Please render the stretch of the listing below, from the line containing "Each instance receives one keypoint. Mark the terracotta" through the line containing "Each instance receives one keypoint. Mark the rolling", as a JSON list of strings with one string per line and blank lines left out. Include both of those end lines and nothing outside them.

------------------------------------------------------------

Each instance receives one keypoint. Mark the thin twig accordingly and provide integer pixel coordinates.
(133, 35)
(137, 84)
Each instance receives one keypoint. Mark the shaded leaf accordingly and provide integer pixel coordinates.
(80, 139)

------------------------------------------------------------

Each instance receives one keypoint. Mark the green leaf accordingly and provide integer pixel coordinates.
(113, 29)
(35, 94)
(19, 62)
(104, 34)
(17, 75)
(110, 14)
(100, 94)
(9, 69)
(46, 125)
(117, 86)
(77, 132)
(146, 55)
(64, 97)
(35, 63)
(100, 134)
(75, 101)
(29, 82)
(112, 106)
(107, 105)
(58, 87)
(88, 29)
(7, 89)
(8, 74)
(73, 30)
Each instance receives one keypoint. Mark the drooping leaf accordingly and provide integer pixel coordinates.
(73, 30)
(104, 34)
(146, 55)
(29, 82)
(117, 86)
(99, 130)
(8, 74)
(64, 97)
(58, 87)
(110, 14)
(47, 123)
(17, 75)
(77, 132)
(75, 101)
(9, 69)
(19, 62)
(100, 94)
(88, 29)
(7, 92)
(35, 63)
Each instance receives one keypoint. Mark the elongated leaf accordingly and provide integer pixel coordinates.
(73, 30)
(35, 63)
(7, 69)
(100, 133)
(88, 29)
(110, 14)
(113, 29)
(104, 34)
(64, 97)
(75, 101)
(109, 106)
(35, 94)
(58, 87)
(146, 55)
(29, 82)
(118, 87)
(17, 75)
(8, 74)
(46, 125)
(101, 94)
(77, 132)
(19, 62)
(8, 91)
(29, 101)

------------------------------------------------------------

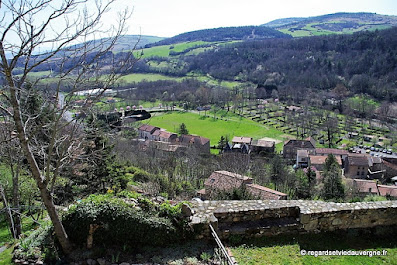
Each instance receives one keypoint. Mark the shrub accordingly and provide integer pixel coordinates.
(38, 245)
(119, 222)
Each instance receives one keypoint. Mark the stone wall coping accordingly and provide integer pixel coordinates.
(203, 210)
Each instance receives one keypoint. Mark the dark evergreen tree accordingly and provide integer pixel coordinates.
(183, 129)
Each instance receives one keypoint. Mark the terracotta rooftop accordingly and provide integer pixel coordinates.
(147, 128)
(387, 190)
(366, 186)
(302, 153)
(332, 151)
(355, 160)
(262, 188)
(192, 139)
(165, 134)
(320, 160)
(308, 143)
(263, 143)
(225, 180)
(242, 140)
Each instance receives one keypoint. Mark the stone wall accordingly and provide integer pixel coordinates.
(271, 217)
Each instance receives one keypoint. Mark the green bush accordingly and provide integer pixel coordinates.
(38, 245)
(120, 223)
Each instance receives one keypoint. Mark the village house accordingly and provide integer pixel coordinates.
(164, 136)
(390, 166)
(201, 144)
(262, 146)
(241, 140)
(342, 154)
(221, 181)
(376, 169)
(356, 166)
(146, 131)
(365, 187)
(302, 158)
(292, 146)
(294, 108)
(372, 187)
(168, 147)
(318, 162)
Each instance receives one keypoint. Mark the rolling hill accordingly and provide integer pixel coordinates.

------------------------------------------------------------

• _SOLUTION TO THIS TASK_
[
  "Each instance receives one keypoint. Mark the terracotta rooftop accordingly and provide integer pixel coordinates.",
  "(147, 128)",
  "(387, 190)",
  "(366, 186)",
  "(302, 153)",
  "(332, 151)",
  "(355, 160)",
  "(262, 188)",
  "(192, 139)",
  "(165, 134)",
  "(320, 160)",
  "(308, 143)",
  "(263, 143)",
  "(225, 180)",
  "(242, 140)",
  "Each instance receives one keypoint. Mark the stone wall accordingly and provide integer pixel coordinates.",
  "(271, 217)",
  "Each instance receives one keypoint. Mark the green bush accordingly and provide integer pixel coordinates.",
  "(38, 245)",
  "(120, 223)",
  "Each instance receives one keypoint. Mark the village house accordingly and provide integer pixel coordinates.",
  "(164, 136)",
  "(390, 166)",
  "(201, 144)",
  "(262, 146)",
  "(241, 140)",
  "(342, 154)",
  "(221, 181)",
  "(376, 169)",
  "(356, 166)",
  "(146, 131)",
  "(365, 187)",
  "(302, 158)",
  "(292, 146)",
  "(294, 108)",
  "(372, 187)",
  "(168, 147)",
  "(318, 162)",
  "Each instance receives one keypoint. Mark the rolling hill accordingly and provide integer pixel coordinates."
]